Records provided »
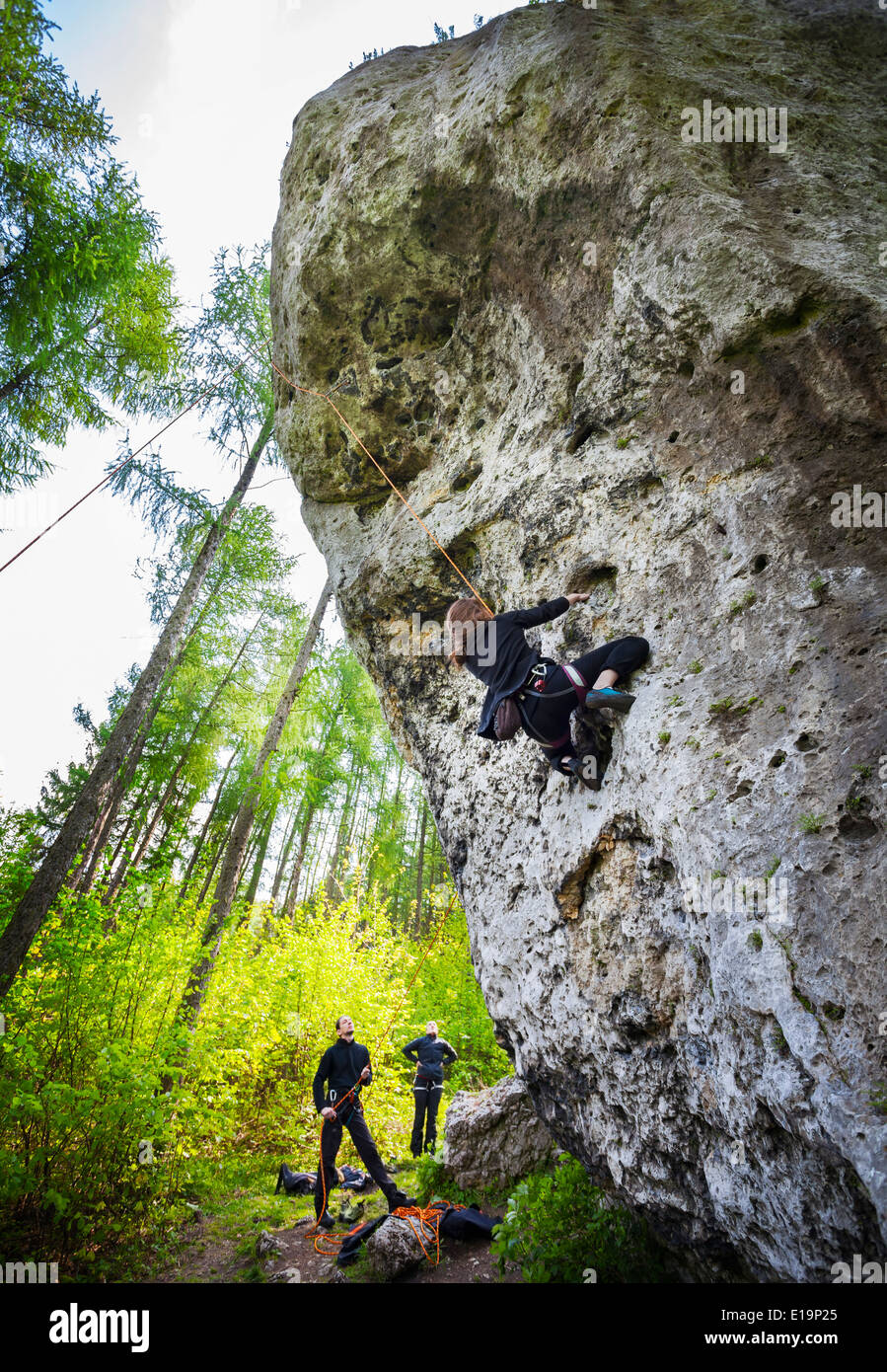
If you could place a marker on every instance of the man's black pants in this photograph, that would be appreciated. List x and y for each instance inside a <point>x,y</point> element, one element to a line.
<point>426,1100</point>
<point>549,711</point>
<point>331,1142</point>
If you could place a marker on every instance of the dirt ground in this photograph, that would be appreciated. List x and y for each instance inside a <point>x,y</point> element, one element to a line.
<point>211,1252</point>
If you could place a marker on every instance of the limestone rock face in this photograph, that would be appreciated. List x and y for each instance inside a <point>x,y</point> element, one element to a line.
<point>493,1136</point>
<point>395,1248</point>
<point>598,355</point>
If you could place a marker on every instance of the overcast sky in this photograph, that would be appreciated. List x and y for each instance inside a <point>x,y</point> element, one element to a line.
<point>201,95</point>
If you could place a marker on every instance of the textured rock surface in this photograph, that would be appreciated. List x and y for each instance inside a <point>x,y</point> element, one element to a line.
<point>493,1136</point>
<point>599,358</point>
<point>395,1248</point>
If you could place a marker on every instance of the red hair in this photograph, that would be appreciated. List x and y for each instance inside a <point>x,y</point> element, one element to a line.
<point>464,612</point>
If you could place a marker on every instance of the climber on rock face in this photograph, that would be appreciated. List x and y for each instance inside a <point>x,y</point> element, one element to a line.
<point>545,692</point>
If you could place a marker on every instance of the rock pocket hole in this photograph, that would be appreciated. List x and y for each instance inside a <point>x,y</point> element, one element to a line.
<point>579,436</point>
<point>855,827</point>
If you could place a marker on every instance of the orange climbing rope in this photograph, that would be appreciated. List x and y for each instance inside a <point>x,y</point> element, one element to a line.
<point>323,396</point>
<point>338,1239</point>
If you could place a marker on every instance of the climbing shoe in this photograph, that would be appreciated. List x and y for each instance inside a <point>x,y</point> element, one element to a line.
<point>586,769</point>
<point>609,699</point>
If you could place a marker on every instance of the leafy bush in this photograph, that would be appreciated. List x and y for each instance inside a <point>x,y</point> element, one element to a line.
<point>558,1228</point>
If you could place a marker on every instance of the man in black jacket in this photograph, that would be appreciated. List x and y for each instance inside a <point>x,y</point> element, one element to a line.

Stated problem » Switch "photograph" to "image" everywhere in the data above and write all of it out again with nothing else changed. Leave the pictures out of your answer.

Exercise response »
If you could place a marker on every instance of the man's black pants in this image, that would be appreciated. List x and y for each instance inside a <point>x,y</point> element, one element to a line.
<point>426,1100</point>
<point>549,711</point>
<point>331,1142</point>
If you could place a marker on every instance of the dirt ground in this image, that would be appreciated. List x and y for each instance inside a <point>x,y</point> element, one element to a line.
<point>211,1252</point>
If you could place a marker on every instance of the limestone rock face in this image, that would be appreciated. List x and y for each instance inside a <point>x,y</point> element, one element to a line.
<point>493,1136</point>
<point>395,1248</point>
<point>598,355</point>
If you could place a marker on every instance of the overcast sky in this image, that would be appreciated. List x and y for each instance inside a <point>x,y</point> element, one element to a line.
<point>201,95</point>
If you could place a marker on every instance of the textured rock surface in this image, that would be appreciated. List x and y for each instance inside a <point>x,y</point> element, one element to a line.
<point>493,1136</point>
<point>599,358</point>
<point>395,1248</point>
If you could place a marker on every instance of the red hair in this image, that would be appreciated. List x and y for each instance inside a <point>x,y</point> element, one element to a line.
<point>464,612</point>
If you could place a marker on every instance of the climber on rock face in this image, that would be appreciated. List x and y for each instance inside a <point>x,y</point> element, one element to a line.
<point>545,692</point>
If you could place a marker on every instance of the rock pocket hole in this image, that would be appreciated. List x and y for each instance inside a <point>x,y</point> element, one element to a line.
<point>579,436</point>
<point>855,827</point>
If you could place a marker on every instance of the orange climbing rope in this image, that would be appreciated. List x and y for each instance inside a <point>x,y</point> element, one element to a line.
<point>323,396</point>
<point>338,1239</point>
If you could place a marker on every instance of the climbing shoe in this image, that would be appreciated. List x and y for each instance inside a <point>x,y</point> element, one element to a line.
<point>586,769</point>
<point>609,699</point>
If you could place a marker on every instance of the leafy bush in this image, that would be appreciated. List x and y for each instance inside a <point>x,y</point> element, one element to a line.
<point>558,1228</point>
If you could place a marker on every instance of the man in black jacket in this image, that would be appreciated. List x and y for each instance inside a <point>x,y</point> element, one element to a line.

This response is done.